* [Written request] Write the next part of the forum thread about powering a trike with two Mars motors, picking up right after its last line.

* [Text excerpt]
-=-=-=-=-
# dual mars powered bicycle trike question



## budvoss (Jun 12, 2009)

I have a trike bicycle that is dual powered by mars brushed motors at 48 volts. I'm running one altrax 400 amp 48 volt controller. Id like to up it to 72 volts with a altrax 72 volt controller. bike is fun now but id like more power. would the mars motors handle the 72 volts and the 500 amps split by one controller
thanks
newbie with epower


----------



## ev_nred (Sep 23, 2009)

can you post pics and specs of the trike thanks
I would not recommend make the controller take moer amps then it's rated for


----------



## budvoss (Jun 12, 2009)

i will get some pics up soon
thanks


----------



## budvoss (Jun 12, 2009)
-=-=-=-=-
Items taken from a data source

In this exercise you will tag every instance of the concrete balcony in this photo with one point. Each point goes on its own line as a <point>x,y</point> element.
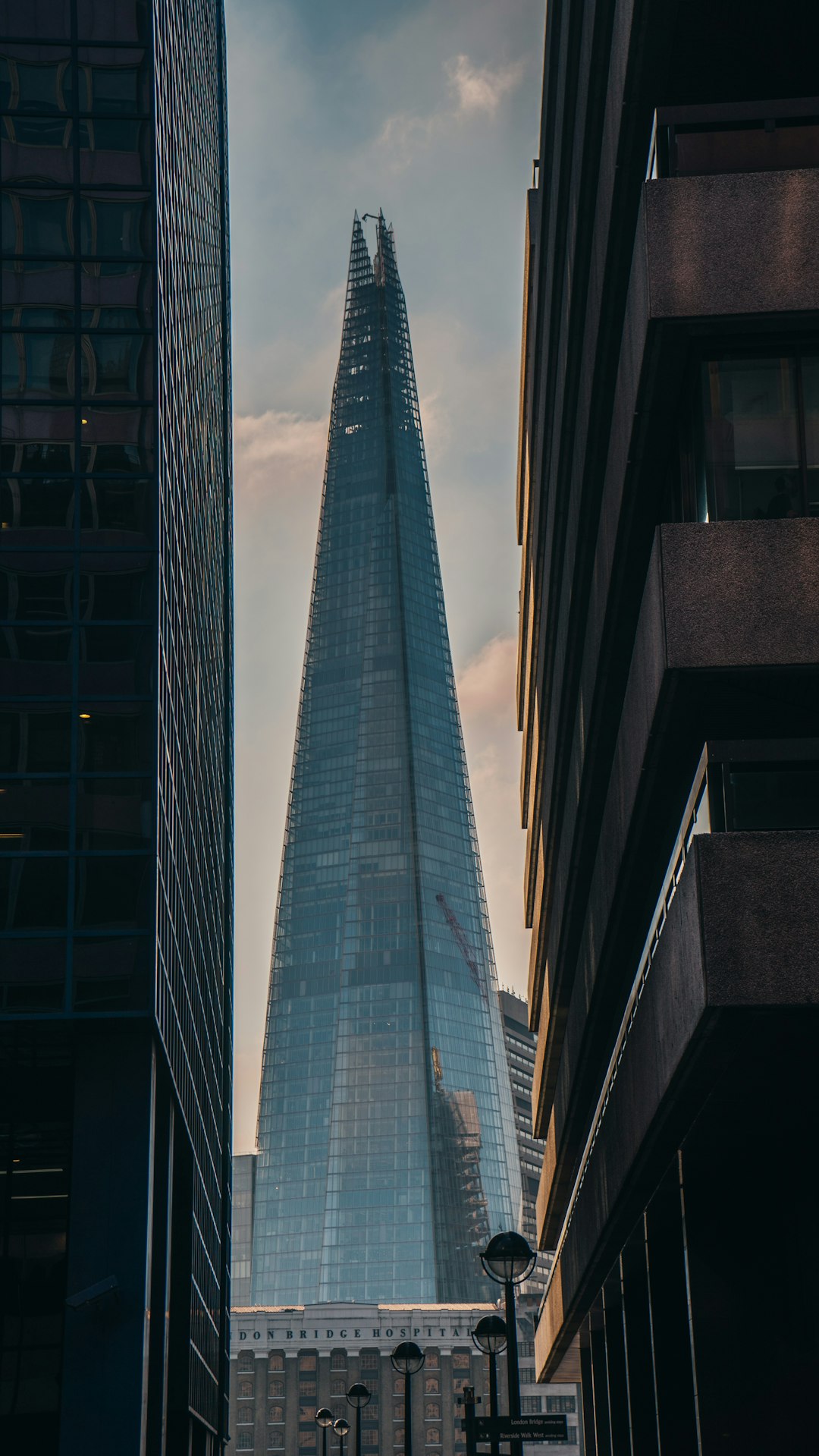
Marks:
<point>726,646</point>
<point>732,971</point>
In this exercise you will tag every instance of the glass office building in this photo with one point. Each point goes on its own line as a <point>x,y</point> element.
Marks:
<point>386,1136</point>
<point>115,725</point>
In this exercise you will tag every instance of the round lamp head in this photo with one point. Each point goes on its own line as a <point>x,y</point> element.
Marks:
<point>508,1258</point>
<point>358,1395</point>
<point>491,1334</point>
<point>408,1357</point>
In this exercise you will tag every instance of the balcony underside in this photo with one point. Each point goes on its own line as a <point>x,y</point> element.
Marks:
<point>725,648</point>
<point>733,979</point>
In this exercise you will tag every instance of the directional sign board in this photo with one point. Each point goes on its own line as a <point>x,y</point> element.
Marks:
<point>522,1427</point>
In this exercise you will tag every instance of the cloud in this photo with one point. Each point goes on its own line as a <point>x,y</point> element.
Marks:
<point>486,695</point>
<point>475,90</point>
<point>277,453</point>
<point>480,88</point>
<point>486,686</point>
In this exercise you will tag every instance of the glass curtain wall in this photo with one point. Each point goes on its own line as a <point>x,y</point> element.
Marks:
<point>386,1134</point>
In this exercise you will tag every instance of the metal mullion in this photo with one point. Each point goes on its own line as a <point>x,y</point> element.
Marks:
<point>77,517</point>
<point>802,431</point>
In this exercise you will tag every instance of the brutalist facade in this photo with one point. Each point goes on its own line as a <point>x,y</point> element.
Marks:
<point>115,727</point>
<point>386,1137</point>
<point>668,698</point>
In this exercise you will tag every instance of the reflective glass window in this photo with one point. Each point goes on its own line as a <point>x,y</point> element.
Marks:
<point>117,364</point>
<point>34,893</point>
<point>751,439</point>
<point>115,228</point>
<point>117,660</point>
<point>120,589</point>
<point>36,504</point>
<point>112,892</point>
<point>38,366</point>
<point>35,737</point>
<point>123,22</point>
<point>115,737</point>
<point>115,507</point>
<point>34,79</point>
<point>114,813</point>
<point>33,973</point>
<point>117,440</point>
<point>117,296</point>
<point>36,150</point>
<point>34,814</point>
<point>115,152</point>
<point>35,660</point>
<point>36,294</point>
<point>38,223</point>
<point>36,589</point>
<point>111,973</point>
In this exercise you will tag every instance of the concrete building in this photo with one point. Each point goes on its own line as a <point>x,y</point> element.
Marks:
<point>285,1363</point>
<point>670,705</point>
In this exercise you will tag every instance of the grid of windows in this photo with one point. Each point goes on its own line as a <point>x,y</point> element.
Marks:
<point>383,1049</point>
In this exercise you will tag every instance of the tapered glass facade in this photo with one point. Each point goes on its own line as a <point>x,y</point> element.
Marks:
<point>386,1134</point>
<point>115,724</point>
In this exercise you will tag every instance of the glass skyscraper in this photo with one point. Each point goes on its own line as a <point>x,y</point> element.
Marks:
<point>386,1136</point>
<point>115,727</point>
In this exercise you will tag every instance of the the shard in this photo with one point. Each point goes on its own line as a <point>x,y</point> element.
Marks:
<point>386,1136</point>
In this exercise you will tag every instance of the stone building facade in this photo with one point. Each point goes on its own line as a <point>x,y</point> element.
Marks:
<point>287,1363</point>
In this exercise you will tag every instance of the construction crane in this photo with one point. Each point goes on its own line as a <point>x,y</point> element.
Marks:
<point>463,945</point>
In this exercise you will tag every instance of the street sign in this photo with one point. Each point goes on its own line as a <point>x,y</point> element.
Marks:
<point>522,1427</point>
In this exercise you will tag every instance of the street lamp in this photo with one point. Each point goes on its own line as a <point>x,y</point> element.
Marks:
<point>340,1429</point>
<point>358,1397</point>
<point>510,1259</point>
<point>323,1420</point>
<point>491,1335</point>
<point>408,1359</point>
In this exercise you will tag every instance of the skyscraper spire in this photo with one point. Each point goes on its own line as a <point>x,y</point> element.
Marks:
<point>386,1136</point>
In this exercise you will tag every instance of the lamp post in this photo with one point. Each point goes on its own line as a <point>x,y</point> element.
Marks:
<point>358,1397</point>
<point>510,1259</point>
<point>408,1359</point>
<point>340,1429</point>
<point>491,1335</point>
<point>323,1420</point>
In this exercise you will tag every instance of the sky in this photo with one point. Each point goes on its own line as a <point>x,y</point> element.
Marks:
<point>428,109</point>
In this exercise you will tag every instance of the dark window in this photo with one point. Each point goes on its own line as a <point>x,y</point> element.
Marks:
-=-=-=-=-
* [Result of this exercise]
this is a pick of the drive and a pic of two ive built. Im now building a new one that is both front and rear wheel drive lol
I just love electric trikes


----------



## ev_nred (Sep 23, 2009)

i am so jealous of you thta most be so fun to ried whats the top speed? the range?
thanks


----------



## budvoss (Jun 12, 2009)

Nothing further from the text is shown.